• EXTRAIT CHOISI
^^^^^^^^^^^^^^^^

Elle écume les plateaux télé depuis un an. Intellectuelle, enseignante, chercheuse, elle travaille sur les diasporas, notamment afro-américaines. Rencontre avec Maboula Soumahoro, initiatrice du Black History Month (1) à Paris.
Maboula Soumahoro, on dit de vous que vous êtes une jeune intellectuelle engagée. Qu’en pensez-vous ?
J’ai 37 ans donc je ne pense pas être « jeune ». C’est souvent une image qui me colle, qui colle à une catégorie de populations. Je suis enseignant chercheur. Dans mes collègues il y en a des plus jeunes, des plus âgés. Intellectuelle ? Je travaille dans le monde des idées certes. Engagée ? La légitimité du diplôme fait peut-être de moi une intellectuelle mais j’étais déjà engagée avant. Quant à mes apparitions médiatiques, elles datent de la création du Black History Month (voir encadré) en France l’année dernière. Or ma vie n’a pas commencé en 2012 !

^^^^^^^^^^^^^^^^

• DONNÉES FOURNIES
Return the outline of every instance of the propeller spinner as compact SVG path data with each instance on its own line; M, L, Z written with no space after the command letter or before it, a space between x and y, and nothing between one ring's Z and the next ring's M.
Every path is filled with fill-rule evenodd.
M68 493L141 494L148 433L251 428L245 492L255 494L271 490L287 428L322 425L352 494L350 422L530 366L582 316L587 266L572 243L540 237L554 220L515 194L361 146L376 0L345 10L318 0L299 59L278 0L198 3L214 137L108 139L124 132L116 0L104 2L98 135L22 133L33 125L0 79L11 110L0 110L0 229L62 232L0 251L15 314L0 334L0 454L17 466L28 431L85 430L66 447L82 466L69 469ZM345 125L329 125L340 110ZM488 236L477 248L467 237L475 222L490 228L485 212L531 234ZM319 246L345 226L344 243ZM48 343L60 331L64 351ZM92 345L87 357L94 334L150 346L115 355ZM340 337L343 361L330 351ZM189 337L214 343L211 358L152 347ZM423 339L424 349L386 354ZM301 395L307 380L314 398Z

^^^^^^^^^^^^^^^^

• TRAVAIL DEMANDÉ A
Relevez mot pour mot le passage de l'extrait compris entre « J’ai 37 ans » et « commencé en 2012 ! », ces deux bornes incluses.
• TRAVAIL DEMANDÉ B
Énumérez les termes qui, au début de la deuxième phrase de l'extrait, présentent Maboula Soumahoro.
Les données forment un ensemble indépendant de l'extrait.

• CORRIGÉ A
J’ai 37 ans donc je ne pense pas être « jeune ». C’est souvent une image qui me colle, qui colle à une catégorie de populations. Je suis enseignant chercheur. Dans mes collègues il y en a des plus jeunes, des plus âgés. Intellectuelle ? Je travaille dans le monde des idées certes. Engagée ? La légitimité du diplôme fait peut-être de moi une intellectuelle mais j’étais déjà engagée avant. Quant à mes apparitions médiatiques, elles datent de la création du Black History Month (voir encadré) en France l’année dernière. Or ma vie n’a pas commencé en 2012 !

• CORRIGÉ B
« Intellectuelle », « enseignante », « chercheuse ».